[Text section]
● ● ● ● ●
Stemming the Loan Largesse
There's good news and bad news for home loan or personal loan seekers. Though the Reserve Bank of India's latest Credit Policy has left the influential repo and bank rates untouched, it has increased the provisioning required from 0.4 per cent to 1 per cent on housing loans above Rs 20 lakh (Rs 2 million), commercial real estate advances, loans for capital market related activities and personal loans.
For every Rs 1 lakh (Rs 100,000) of such loans given, banks will have to set aside Rs 1,000 from their earnings as provisioning instead of the earlier Rs 400.
Credit Policy highlights |
· Bank rate, reverse repo rate, repo rate, CRR unchanged |
· Provisioning increased on personal loans, loan against shares, commercial property and home loans above Rs 20 lakh to 1 per cent from 0.4 per cent |
· Risk weight up on commercial property to 150 per cent from 125 per cent |
· Ceiling rate on NRE deposits up to 1 per cent over libor from 0.75 per cent |
· GDP growth projection for 2006-07 at 7.5-8 per cent (earlier 7.0-7.5 per cent) |
· Inflation for 2006-07 to be containe dat 5-5.5 per cent |
"The RBI wants to make sure banks with adequate capital are in the mortgage market, since the provisioning would reduce the retained earnings, requiring higher capital," says Puneet Chaddha, head, retail assets, HSBC. This may result in a rise in rates, as it will impact bank's bottomlines.
The RBI move has been sector specific and it has increased interest rates only for some borrowers, not all. This shows its concern over the risks involved in these sectors.
Housing/real estate
Over the past two years, non-food credit has been growing at over 30 per cent, and the RBI feels its time to slow the pace. The increase can be attributed to housing, commercial real estate and personal loans, which accounts for over a third of incremental credit in 2005-06.
The RBI is apparently concerned over the increasing exposure to capital markets and real estate, which could be speculative. In several countries across the world, the housing boom is flattening out and this can set off a chain reaction in terms of slowing down consumption and real wage growth.
Such an abrupt cooling would take away a major support to world demand. For instance, the exposure to mortgage by commercial banks in the US stands at 44 per cent and at 20 per cent in South East Asia and this could lead to a hit on profitability of banks in the event of a reversal in this trend, leading to increase in delinquencies.
In India, mortgages account for only 3 per cent of the GDP compared to 51 per cent in the US, so the situations are hardly comparable. Also, bank exposures to mortgage and real estate are only 13 per cent and 2 per cent respectively. This is not an overly skewed figure, although it is growing at a faster pace.
Housing loans rose by 30 per cent and real estate advances almost doubled in the last year. The RBI feels these needs to be moderated. "These funds could be diverted to productive rather than consumption-led activities," adds Reddy. This means more emphasis on sectors like agriculture, small medium industry. (See below: Credit Policy Highlights).
● ● ● ● ●
[Given material]
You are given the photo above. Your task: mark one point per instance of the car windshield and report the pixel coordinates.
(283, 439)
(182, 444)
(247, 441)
● ● ● ● ●
[Requirement 1]
For each statement, say whether the article on the RBI's credit policy agrees with it, answering yes or no and quoting the deciding words: (a) The RBI raised the repo rate. (b) The risk weight on commercial property went up to 150 per cent. (c) Mortgages in India account for 51 per cent of GDP.
[Requirement 2]
Pick up the article on the RBI's credit policy after its last sentence and keep writing.
The lines after the article on the RBI's credit policy are separate material and unrelated to it.

[Final result 1]
(a) No: "Bank rate, reverse repo rate, repo rate, CRR unchanged"
(b) Yes: "Risk weight up on commercial property to 150 per cent from 125 per cent"
(c) No: "In India, mortgages account for only 3 per cent of the GDP compared to 51 per cent in the US"

[Final result 2]
The markets were, however, expecting a more critical announcement on the housing sector. Pranay Vakil, chairman, Knight Frank, feels the RBI recognises the fact that all the money borrowed for housing loans may not be applied for buying a house for self-use, but could be for speculative investment. The policy announcements were aimed at checking this and making the scrutiny process more stringent.
People borrowing less than Rs 20 lakh will not be affected. Such loans would mainly cover sub-metros, Tier-II and Tier-III cities. Loans over Rs 20 lakh would be largely taken for properties in Tier-I cities where speculation is maximum. This is where real estate is becoming an alternative investment to stocks or debt.
Impact on Loans
The banking fraternity seems to have mixed opinions on the immediate effect of the move. On personal loans, which form 50 per cent of retail credit, the healthy margins the banks enjoy would partially offset the increase in provisioning.
Numbers Speak: 2005-06 |
· Loans to commercial estate up 84.4 per cent |
· Housing loans up 29.1 per cent |
· Personal loans up 27.9 per cent |
· Advances to industry up 15.6 per cent |
Explains a senior official of a private sector bank: "Personal loans are interest-rate insensitive and are comfortably priced for banks to earn good margins." RBI's previous move of hiking the provisioning norm from 0.25 per cent to 0.4 per cent (in October 2005) did not have much of an impact on either the pricing or demand for loans.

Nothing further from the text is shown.